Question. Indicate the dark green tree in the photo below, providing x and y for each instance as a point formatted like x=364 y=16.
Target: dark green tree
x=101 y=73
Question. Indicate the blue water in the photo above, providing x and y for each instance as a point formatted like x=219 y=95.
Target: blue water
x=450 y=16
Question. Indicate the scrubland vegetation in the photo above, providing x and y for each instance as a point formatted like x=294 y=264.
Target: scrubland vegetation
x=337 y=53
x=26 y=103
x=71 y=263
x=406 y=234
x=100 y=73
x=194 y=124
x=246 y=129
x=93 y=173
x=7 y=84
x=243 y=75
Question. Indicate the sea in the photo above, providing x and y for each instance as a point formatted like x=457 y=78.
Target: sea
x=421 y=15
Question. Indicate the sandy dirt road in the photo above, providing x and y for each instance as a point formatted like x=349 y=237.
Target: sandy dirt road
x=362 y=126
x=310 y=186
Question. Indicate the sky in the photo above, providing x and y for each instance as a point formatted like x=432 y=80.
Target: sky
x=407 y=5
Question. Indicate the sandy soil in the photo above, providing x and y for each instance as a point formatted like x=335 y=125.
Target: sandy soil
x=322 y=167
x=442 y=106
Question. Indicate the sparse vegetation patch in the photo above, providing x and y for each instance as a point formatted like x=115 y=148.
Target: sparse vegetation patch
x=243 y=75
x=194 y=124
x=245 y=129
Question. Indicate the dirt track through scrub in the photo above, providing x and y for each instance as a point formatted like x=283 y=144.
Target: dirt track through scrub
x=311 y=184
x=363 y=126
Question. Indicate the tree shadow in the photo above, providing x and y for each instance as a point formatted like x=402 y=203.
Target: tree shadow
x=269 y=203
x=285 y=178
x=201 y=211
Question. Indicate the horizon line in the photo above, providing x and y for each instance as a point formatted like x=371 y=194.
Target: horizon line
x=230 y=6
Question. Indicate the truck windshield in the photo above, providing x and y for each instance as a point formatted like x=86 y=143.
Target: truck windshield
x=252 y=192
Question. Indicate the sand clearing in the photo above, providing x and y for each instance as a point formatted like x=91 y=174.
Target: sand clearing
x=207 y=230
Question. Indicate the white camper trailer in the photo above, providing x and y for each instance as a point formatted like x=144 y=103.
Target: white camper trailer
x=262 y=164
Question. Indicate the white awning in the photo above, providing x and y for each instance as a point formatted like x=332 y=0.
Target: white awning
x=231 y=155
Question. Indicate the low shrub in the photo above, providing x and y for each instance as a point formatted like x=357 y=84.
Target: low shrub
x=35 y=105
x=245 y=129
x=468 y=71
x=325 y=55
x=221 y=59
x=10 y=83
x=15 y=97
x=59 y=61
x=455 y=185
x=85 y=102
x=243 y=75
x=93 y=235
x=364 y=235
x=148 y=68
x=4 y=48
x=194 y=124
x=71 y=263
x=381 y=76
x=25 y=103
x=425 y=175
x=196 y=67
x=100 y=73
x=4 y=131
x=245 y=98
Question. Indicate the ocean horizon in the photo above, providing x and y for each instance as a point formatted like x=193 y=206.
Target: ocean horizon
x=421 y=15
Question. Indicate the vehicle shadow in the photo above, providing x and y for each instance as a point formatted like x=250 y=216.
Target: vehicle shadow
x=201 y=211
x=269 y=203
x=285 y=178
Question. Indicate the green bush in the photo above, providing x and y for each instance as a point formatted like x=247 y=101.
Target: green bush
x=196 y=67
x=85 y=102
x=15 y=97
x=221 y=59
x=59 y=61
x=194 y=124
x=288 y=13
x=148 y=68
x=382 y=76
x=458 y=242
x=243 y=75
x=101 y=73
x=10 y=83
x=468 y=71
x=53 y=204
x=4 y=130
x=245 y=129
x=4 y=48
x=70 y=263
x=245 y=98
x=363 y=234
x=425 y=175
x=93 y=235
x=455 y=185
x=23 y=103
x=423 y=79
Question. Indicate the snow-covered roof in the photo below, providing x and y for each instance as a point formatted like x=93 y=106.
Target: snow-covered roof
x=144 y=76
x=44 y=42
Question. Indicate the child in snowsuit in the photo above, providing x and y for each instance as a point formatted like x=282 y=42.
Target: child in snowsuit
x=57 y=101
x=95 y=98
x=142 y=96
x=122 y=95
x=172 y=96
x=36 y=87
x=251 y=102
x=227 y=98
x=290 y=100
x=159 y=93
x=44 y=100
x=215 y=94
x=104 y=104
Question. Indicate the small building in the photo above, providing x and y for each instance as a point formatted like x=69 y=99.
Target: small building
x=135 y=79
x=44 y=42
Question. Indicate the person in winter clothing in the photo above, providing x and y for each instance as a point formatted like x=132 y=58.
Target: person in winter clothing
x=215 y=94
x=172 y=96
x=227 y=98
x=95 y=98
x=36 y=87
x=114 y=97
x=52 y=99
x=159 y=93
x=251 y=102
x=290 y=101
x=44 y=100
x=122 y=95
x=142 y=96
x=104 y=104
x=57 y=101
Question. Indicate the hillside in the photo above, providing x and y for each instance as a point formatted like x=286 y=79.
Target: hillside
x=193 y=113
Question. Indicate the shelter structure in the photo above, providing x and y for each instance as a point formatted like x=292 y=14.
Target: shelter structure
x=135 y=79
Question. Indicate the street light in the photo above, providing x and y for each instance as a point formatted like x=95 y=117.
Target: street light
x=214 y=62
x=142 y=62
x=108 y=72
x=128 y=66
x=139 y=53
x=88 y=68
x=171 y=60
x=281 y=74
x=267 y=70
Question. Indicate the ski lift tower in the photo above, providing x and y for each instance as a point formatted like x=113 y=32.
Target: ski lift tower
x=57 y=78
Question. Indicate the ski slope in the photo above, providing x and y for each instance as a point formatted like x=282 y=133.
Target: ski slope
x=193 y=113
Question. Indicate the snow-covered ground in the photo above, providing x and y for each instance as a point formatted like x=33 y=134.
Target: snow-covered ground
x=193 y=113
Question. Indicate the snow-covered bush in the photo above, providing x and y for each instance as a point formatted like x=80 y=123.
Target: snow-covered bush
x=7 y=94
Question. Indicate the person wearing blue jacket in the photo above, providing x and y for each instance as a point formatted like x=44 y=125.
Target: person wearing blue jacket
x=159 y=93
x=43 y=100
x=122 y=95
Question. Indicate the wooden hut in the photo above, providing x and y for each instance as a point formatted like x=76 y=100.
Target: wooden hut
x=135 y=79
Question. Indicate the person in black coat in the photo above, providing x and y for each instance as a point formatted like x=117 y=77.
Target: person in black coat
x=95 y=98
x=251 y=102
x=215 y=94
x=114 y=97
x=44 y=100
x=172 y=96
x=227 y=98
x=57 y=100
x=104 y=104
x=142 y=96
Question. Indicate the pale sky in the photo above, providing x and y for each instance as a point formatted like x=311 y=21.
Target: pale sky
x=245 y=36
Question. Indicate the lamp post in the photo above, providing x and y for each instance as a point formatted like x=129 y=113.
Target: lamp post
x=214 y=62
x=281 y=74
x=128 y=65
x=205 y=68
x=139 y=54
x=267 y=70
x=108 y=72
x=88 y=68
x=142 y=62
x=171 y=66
===============
■ Work order ■
Report, for the data above, every line in which the string "below" appears.

■ Expected answer ■
Question. Indicate the dark green tree in the photo below, providing x and y for each instance as a point formatted like x=364 y=16.
Question. Indicate the snow-covered roof in the photo below, providing x and y for each instance as a point formatted like x=93 y=106.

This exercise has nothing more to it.